Set problem: List every line in the records that contains the string "segment", where case counts.

Input material:
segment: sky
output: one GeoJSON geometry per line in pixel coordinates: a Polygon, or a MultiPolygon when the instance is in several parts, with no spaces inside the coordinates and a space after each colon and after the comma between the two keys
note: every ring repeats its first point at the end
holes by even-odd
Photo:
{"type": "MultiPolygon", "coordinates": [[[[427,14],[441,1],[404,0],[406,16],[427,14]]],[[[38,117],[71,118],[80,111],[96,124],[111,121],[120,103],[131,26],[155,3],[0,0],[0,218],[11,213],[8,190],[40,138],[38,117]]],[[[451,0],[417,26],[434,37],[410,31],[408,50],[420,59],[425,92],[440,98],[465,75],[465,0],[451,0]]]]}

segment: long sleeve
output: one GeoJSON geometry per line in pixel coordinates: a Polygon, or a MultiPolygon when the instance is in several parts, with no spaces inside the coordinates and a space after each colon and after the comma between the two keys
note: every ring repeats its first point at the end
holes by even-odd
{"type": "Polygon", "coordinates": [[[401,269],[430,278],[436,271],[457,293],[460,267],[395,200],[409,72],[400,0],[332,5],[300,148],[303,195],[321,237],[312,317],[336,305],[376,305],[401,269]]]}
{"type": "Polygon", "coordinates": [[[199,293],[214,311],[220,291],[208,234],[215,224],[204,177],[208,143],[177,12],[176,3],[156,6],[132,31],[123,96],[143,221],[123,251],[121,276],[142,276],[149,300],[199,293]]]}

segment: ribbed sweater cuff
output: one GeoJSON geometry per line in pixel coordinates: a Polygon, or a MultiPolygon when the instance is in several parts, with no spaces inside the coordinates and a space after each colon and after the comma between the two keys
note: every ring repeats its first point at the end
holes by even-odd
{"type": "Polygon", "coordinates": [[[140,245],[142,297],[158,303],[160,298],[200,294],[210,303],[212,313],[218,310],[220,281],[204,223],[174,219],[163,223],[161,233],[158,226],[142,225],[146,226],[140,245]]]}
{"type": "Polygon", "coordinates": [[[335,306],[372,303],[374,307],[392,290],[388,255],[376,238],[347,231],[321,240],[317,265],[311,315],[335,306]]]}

Finished exercise:
segment: sky
segment: long sleeve
segment: ribbed sweater cuff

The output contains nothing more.